» Assigned task: Lines below starting with the line with "140L358 182L360 172L344" and going on through the line with "positive clicks: (266, 133)" must be output exactly; the rest of the records must be left out.

Material to process below:

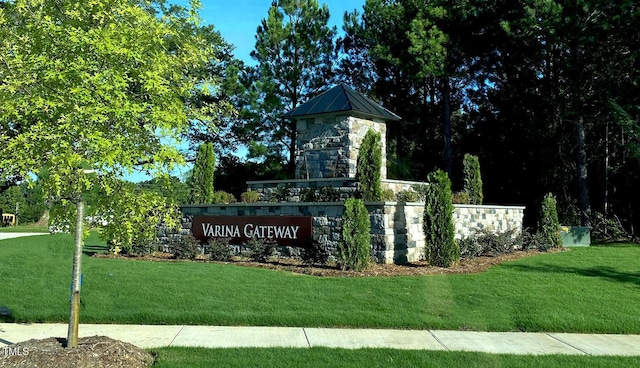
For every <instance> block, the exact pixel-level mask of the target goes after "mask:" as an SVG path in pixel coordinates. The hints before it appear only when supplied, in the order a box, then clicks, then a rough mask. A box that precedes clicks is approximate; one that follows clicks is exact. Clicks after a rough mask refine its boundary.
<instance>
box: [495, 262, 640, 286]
mask: <svg viewBox="0 0 640 368" xmlns="http://www.w3.org/2000/svg"><path fill="white" fill-rule="evenodd" d="M502 267H503V268H507V269H512V270H516V271H527V272H543V273H564V274H574V275H580V276H587V277H598V278H602V279H605V280H609V281H613V282H624V283H632V284H636V285H638V286H640V274H638V273H630V272H620V271H618V270H616V269H614V268H612V267H590V268H579V267H566V266H558V265H539V266H527V265H514V264H504V265H503V266H502Z"/></svg>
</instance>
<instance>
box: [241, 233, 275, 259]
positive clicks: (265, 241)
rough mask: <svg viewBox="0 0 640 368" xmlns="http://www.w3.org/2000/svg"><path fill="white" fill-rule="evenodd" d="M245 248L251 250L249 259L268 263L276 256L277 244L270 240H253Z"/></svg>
mask: <svg viewBox="0 0 640 368" xmlns="http://www.w3.org/2000/svg"><path fill="white" fill-rule="evenodd" d="M244 246H245V247H246V248H247V249H248V250H249V258H251V260H253V261H255V262H260V263H266V262H268V261H269V259H270V258H271V257H273V256H274V255H275V254H276V246H277V244H276V242H274V241H273V240H268V239H257V238H255V237H254V238H251V239H249V240H248V241H247V242H246V243H244Z"/></svg>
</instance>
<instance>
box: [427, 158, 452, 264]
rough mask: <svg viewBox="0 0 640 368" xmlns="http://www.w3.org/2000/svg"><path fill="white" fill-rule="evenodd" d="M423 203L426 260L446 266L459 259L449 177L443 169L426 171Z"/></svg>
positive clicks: (437, 263) (449, 180)
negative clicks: (429, 172)
mask: <svg viewBox="0 0 640 368" xmlns="http://www.w3.org/2000/svg"><path fill="white" fill-rule="evenodd" d="M427 181H428V182H429V185H428V186H427V188H426V200H425V204H424V224H423V226H424V234H425V236H426V245H425V251H426V256H427V260H429V263H431V264H432V265H434V266H438V267H449V266H451V265H452V264H454V263H455V262H457V261H458V260H459V259H460V248H459V247H458V244H457V243H456V242H455V241H454V235H455V233H454V227H453V201H452V194H451V181H450V180H449V177H448V176H447V173H445V172H444V171H442V170H437V171H435V172H433V173H431V174H429V176H428V178H427Z"/></svg>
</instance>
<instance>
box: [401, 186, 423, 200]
mask: <svg viewBox="0 0 640 368" xmlns="http://www.w3.org/2000/svg"><path fill="white" fill-rule="evenodd" d="M421 199H422V195H421V194H420V193H418V192H416V191H415V190H413V189H409V190H401V191H399V192H398V193H397V194H396V200H397V201H398V202H420V201H421Z"/></svg>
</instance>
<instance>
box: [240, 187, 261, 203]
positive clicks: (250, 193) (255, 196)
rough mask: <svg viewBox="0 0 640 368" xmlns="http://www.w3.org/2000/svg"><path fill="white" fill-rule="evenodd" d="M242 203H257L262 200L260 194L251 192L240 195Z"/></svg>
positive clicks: (248, 192) (243, 192)
mask: <svg viewBox="0 0 640 368" xmlns="http://www.w3.org/2000/svg"><path fill="white" fill-rule="evenodd" d="M240 200H241V201H242V203H256V202H258V201H259V200H260V193H258V192H254V191H253V190H249V191H246V192H243V193H242V194H240Z"/></svg>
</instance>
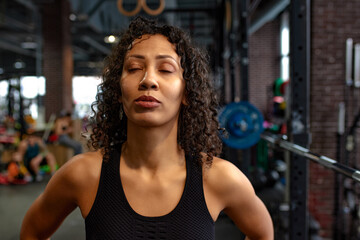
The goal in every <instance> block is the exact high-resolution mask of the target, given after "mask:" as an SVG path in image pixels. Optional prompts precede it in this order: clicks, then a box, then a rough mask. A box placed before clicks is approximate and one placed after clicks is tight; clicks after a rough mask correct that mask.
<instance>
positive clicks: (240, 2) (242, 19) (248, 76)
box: [240, 0, 249, 101]
mask: <svg viewBox="0 0 360 240" xmlns="http://www.w3.org/2000/svg"><path fill="white" fill-rule="evenodd" d="M248 8H249V0H242V1H241V2H240V11H241V12H240V13H241V15H240V57H241V64H240V66H241V68H240V74H241V100H242V101H249V51H248V50H249V48H248V46H249V39H248V36H249V34H248V33H249V17H248Z"/></svg>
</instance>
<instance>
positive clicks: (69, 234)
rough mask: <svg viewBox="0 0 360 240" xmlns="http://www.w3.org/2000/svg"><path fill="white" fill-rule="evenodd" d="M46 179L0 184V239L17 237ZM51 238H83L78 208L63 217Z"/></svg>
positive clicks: (84, 232) (3, 239) (82, 233)
mask: <svg viewBox="0 0 360 240" xmlns="http://www.w3.org/2000/svg"><path fill="white" fill-rule="evenodd" d="M48 180H49V177H46V178H45V179H44V181H42V182H39V183H38V182H34V183H29V184H26V185H0V216H1V217H0V239H2V240H18V239H19V235H20V228H21V222H22V219H23V217H24V215H25V213H26V211H27V210H28V209H29V207H30V205H31V204H32V203H33V202H34V200H35V199H36V198H37V197H38V196H39V195H40V193H41V192H42V191H43V190H44V189H45V186H46V184H47V181H48ZM51 239H52V240H56V239H59V240H60V239H85V225H84V220H83V218H82V216H81V213H80V211H79V209H76V210H75V211H74V212H73V213H71V214H70V215H69V216H68V217H67V218H66V219H65V221H64V222H63V224H62V225H61V226H60V228H59V229H58V230H57V231H56V233H55V234H54V235H53V236H52V237H51Z"/></svg>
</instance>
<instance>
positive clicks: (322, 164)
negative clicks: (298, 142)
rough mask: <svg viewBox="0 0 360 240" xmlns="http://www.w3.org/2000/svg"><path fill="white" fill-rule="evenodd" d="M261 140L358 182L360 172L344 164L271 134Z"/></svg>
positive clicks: (266, 133) (277, 136) (262, 138)
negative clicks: (312, 151)
mask: <svg viewBox="0 0 360 240" xmlns="http://www.w3.org/2000/svg"><path fill="white" fill-rule="evenodd" d="M261 138H262V139H263V140H265V141H267V142H269V143H271V144H272V145H273V146H274V147H280V148H282V149H285V150H288V151H290V152H293V153H296V154H298V155H300V156H303V157H306V158H308V159H310V160H312V161H314V162H317V163H319V164H320V165H323V166H325V167H327V168H330V169H332V170H335V171H336V172H339V173H341V174H343V175H345V176H347V177H350V178H352V179H354V180H356V181H358V182H360V171H359V170H357V169H354V168H351V167H349V166H346V165H344V164H341V163H339V162H337V161H335V160H334V159H331V158H328V157H326V156H322V155H318V154H316V153H312V152H311V151H310V150H309V149H307V148H304V147H302V146H300V145H297V144H294V143H291V142H289V141H287V140H284V139H282V138H281V137H280V136H278V135H275V134H271V133H263V134H261Z"/></svg>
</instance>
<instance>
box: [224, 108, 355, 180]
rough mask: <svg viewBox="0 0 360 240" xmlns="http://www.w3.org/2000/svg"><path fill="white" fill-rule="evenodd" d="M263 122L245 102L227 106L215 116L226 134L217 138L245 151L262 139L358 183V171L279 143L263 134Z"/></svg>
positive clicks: (275, 137) (290, 145)
mask: <svg viewBox="0 0 360 240" xmlns="http://www.w3.org/2000/svg"><path fill="white" fill-rule="evenodd" d="M263 119H264V118H263V116H262V114H261V112H260V111H259V110H258V109H257V108H256V107H255V106H253V105H252V104H250V103H249V102H236V103H230V104H228V105H226V106H225V107H224V108H223V109H221V110H220V112H219V123H220V126H221V127H222V128H224V129H225V130H226V131H225V132H224V133H221V134H220V137H221V139H222V140H223V142H224V143H225V144H227V145H228V146H230V147H232V148H237V149H246V148H249V147H251V146H253V145H255V144H256V143H257V142H259V140H260V139H261V138H262V139H263V140H265V141H267V142H269V143H271V144H272V145H273V146H274V147H279V148H282V149H285V150H288V151H290V152H293V153H295V154H298V155H300V156H303V157H305V158H308V159H310V160H312V161H314V162H317V163H319V164H320V165H323V166H325V167H327V168H330V169H332V170H335V171H337V172H339V173H342V174H343V175H345V176H347V177H350V178H352V179H354V180H355V181H358V182H360V171H359V170H357V169H354V168H351V167H349V166H346V165H344V164H341V163H339V162H337V161H335V160H334V159H331V158H328V157H326V156H322V155H319V154H316V153H313V152H311V151H310V150H309V149H307V148H304V147H302V146H300V145H297V144H294V143H291V142H289V141H287V140H285V139H283V137H280V136H278V135H275V134H272V133H268V132H264V128H263V121H264V120H263Z"/></svg>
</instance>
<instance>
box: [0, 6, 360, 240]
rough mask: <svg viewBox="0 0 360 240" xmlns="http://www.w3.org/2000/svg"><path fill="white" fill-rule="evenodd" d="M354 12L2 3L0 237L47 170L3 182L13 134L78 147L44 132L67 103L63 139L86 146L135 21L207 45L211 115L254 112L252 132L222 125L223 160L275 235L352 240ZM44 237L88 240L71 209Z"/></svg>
mask: <svg viewBox="0 0 360 240" xmlns="http://www.w3.org/2000/svg"><path fill="white" fill-rule="evenodd" d="M139 2H145V3H146V6H147V8H145V7H142V8H139V9H137V6H138V4H139ZM359 12H360V1H359V0H345V1H342V0H312V1H311V0H267V1H265V0H163V1H162V0H123V1H117V0H87V1H85V0H1V1H0V239H4V240H13V239H19V233H20V227H21V222H22V219H23V217H24V215H25V213H26V211H27V209H28V208H29V207H30V205H31V203H32V202H33V201H34V200H35V199H36V197H37V196H38V195H39V194H40V193H41V192H42V191H43V190H44V188H45V186H46V184H47V181H48V180H49V179H50V177H51V176H50V174H49V170H48V168H46V165H45V166H44V167H43V168H42V169H41V171H42V173H43V179H42V180H41V181H40V179H39V181H36V180H37V179H35V178H34V179H31V181H28V179H26V178H25V177H24V176H22V177H21V178H16V179H15V180H14V179H9V175H10V174H11V170H10V169H9V166H10V163H11V162H12V161H13V159H12V157H11V156H12V154H13V152H14V151H15V149H16V147H17V146H18V144H19V142H20V141H21V140H22V139H23V138H26V136H27V135H28V134H29V133H30V132H31V133H35V134H37V135H38V136H40V137H42V138H43V139H44V140H45V139H46V145H48V149H49V151H50V152H52V153H53V155H54V156H55V159H56V163H57V166H58V168H61V166H62V165H63V164H65V162H66V161H67V160H68V159H69V158H70V157H71V156H72V154H73V152H72V151H73V150H71V149H69V148H65V147H62V146H59V145H57V144H56V141H55V143H54V142H52V140H51V139H50V138H51V128H52V124H53V123H54V119H55V118H57V117H59V116H61V115H62V114H64V112H69V111H70V112H71V114H72V122H73V127H74V132H73V135H72V138H74V139H75V140H76V141H78V142H80V143H81V144H82V146H83V148H84V149H86V148H87V146H86V140H85V139H84V137H82V134H81V133H82V132H83V131H84V129H85V127H84V126H85V125H86V123H87V121H88V117H89V114H90V110H91V109H90V105H91V103H92V102H93V101H95V94H96V90H97V88H96V86H97V85H98V84H99V83H100V81H101V79H100V76H101V73H102V67H103V62H104V59H105V57H106V56H107V55H108V54H109V53H110V52H111V49H112V47H113V46H115V45H116V43H117V41H118V38H119V36H121V34H122V32H123V31H124V30H125V29H126V28H127V27H128V25H129V23H130V21H131V20H132V19H134V18H135V17H136V16H144V17H147V18H155V19H157V20H158V21H159V22H163V23H168V24H171V25H175V26H178V27H181V28H182V29H184V30H185V31H187V32H188V33H189V35H190V36H191V38H192V39H193V40H194V42H195V43H196V44H197V45H199V46H200V47H201V48H204V49H206V50H207V52H208V53H209V56H210V63H211V70H212V72H211V77H212V80H213V83H214V86H215V88H216V91H217V93H218V96H219V98H220V103H221V107H222V108H221V109H219V113H220V120H219V121H220V123H222V124H225V125H226V126H228V125H229V123H228V121H231V119H230V120H229V118H228V117H226V116H225V115H226V111H231V113H233V112H236V113H238V112H239V111H241V110H239V109H241V108H242V107H243V108H246V110H247V111H249V112H247V113H246V114H247V115H246V116H247V117H249V118H246V119H245V121H251V123H250V125H252V127H254V128H253V129H250V130H249V131H247V132H246V133H244V135H241V136H235V135H236V132H237V131H236V130H234V129H230V130H229V131H230V135H232V134H234V137H233V138H231V137H230V138H227V139H224V150H223V155H222V157H223V158H224V159H227V160H229V161H231V162H232V163H234V164H235V165H236V166H237V167H239V168H240V169H241V171H242V172H243V173H245V175H246V176H247V177H248V178H249V179H250V181H251V183H252V185H253V187H254V189H255V191H256V193H257V195H258V196H259V197H260V199H262V201H263V202H264V203H265V205H266V207H267V209H268V211H269V212H270V214H271V217H272V220H273V223H274V233H275V239H276V240H288V239H289V240H297V239H299V240H300V239H301V240H306V239H309V240H319V239H323V240H329V239H335V240H356V239H360V202H359V199H360V197H359V196H360V172H359V171H358V170H357V169H359V168H360V155H359V151H358V146H359V147H360V145H359V142H358V139H359V133H360V130H359V126H360V125H359V123H358V122H359V120H360V17H359ZM221 114H223V115H221ZM241 114H242V113H241ZM253 116H255V117H259V116H261V119H258V118H256V119H255V120H254V119H253ZM221 117H223V118H222V119H221ZM249 119H250V120H249ZM246 124H249V123H248V122H246ZM226 126H225V127H226ZM236 126H237V125H236ZM247 126H248V125H247ZM240 127H241V126H240ZM258 127H259V128H260V129H258ZM231 130H234V133H232V132H231ZM264 133H266V134H264ZM49 139H50V140H49ZM215 229H216V231H215V233H216V239H218V240H233V239H234V240H235V239H244V236H243V234H242V233H241V232H240V231H239V230H238V229H237V228H236V226H235V225H234V223H233V222H232V221H231V220H230V219H229V218H228V217H227V216H226V215H225V214H220V216H219V218H218V221H217V222H216V224H215ZM51 239H85V231H84V220H83V218H82V216H81V214H80V211H79V210H78V209H77V210H76V211H74V212H73V213H72V214H71V215H70V216H69V217H68V218H67V219H66V220H65V222H64V223H63V224H62V225H61V227H60V228H59V229H58V230H57V231H56V232H55V234H54V235H53V236H52V238H51Z"/></svg>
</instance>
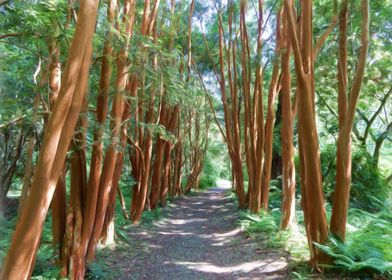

End of Material to process.

» Expected answer:
rough mask: <svg viewBox="0 0 360 240" xmlns="http://www.w3.org/2000/svg"><path fill="white" fill-rule="evenodd" d="M261 140L358 182L360 172L344 164L271 134Z"/></svg>
positive clicks: (266, 133) (277, 136) (262, 138)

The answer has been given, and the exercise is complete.